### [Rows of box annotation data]
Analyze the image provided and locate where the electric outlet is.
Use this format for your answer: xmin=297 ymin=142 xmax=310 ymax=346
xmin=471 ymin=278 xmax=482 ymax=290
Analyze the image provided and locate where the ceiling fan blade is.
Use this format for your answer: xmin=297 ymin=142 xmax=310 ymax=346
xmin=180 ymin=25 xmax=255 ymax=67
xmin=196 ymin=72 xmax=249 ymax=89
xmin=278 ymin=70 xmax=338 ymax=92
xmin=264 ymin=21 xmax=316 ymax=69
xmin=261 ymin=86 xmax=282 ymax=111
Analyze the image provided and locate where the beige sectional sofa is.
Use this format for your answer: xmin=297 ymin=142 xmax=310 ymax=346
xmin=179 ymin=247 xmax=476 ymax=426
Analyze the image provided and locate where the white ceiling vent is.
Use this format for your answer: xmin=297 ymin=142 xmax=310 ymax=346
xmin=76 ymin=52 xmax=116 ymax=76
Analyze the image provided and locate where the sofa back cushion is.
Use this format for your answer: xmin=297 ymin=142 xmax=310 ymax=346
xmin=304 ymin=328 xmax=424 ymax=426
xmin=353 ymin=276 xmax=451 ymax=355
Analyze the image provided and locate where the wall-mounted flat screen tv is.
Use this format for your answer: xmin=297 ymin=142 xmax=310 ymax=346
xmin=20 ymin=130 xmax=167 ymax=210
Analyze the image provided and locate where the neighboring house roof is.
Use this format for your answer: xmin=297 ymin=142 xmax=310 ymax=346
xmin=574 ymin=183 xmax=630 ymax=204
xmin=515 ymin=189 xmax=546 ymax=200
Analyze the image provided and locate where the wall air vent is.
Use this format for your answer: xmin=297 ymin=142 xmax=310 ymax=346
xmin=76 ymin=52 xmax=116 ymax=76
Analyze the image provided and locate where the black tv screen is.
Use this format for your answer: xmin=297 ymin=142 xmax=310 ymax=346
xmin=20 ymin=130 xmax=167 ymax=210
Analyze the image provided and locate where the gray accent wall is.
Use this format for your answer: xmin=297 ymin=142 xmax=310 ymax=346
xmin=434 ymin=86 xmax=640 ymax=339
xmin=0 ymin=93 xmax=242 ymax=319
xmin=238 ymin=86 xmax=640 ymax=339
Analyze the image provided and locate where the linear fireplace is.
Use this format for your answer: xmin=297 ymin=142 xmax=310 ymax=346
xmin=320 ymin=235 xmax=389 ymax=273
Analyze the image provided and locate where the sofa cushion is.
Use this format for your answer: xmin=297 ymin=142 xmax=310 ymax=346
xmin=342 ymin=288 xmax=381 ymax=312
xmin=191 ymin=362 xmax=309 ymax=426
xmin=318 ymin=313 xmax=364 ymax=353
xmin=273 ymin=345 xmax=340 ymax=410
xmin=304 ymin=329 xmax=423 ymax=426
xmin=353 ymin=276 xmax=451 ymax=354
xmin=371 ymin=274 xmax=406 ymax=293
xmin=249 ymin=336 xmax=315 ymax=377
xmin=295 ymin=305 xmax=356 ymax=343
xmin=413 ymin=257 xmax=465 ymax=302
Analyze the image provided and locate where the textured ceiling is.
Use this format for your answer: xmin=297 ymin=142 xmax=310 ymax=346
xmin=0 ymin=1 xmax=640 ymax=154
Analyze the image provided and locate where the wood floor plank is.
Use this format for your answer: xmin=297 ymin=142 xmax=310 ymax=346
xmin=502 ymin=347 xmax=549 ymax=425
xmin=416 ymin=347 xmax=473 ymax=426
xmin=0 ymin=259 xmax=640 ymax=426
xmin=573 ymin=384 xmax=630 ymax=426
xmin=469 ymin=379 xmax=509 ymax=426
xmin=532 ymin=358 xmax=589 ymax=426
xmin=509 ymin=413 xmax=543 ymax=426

### [Work required]
Can you write out the stretch of entries from the line containing "Analyze the image provided and locate where the sofa cushion" through the line containing "xmin=413 ymin=257 xmax=465 ymax=302" again, with every bounding box coordinate in the answers shifted by -101?

### [Solution for this problem]
Analyze the image provided and locate where the sofa cushion is.
Use this format for your answer: xmin=297 ymin=142 xmax=310 ymax=346
xmin=241 ymin=187 xmax=280 ymax=211
xmin=90 ymin=261 xmax=208 ymax=325
xmin=217 ymin=212 xmax=263 ymax=252
xmin=172 ymin=244 xmax=239 ymax=309
xmin=203 ymin=228 xmax=322 ymax=325
xmin=252 ymin=175 xmax=350 ymax=253
xmin=270 ymin=173 xmax=305 ymax=192
xmin=148 ymin=235 xmax=214 ymax=276
xmin=194 ymin=204 xmax=255 ymax=242
xmin=312 ymin=156 xmax=364 ymax=201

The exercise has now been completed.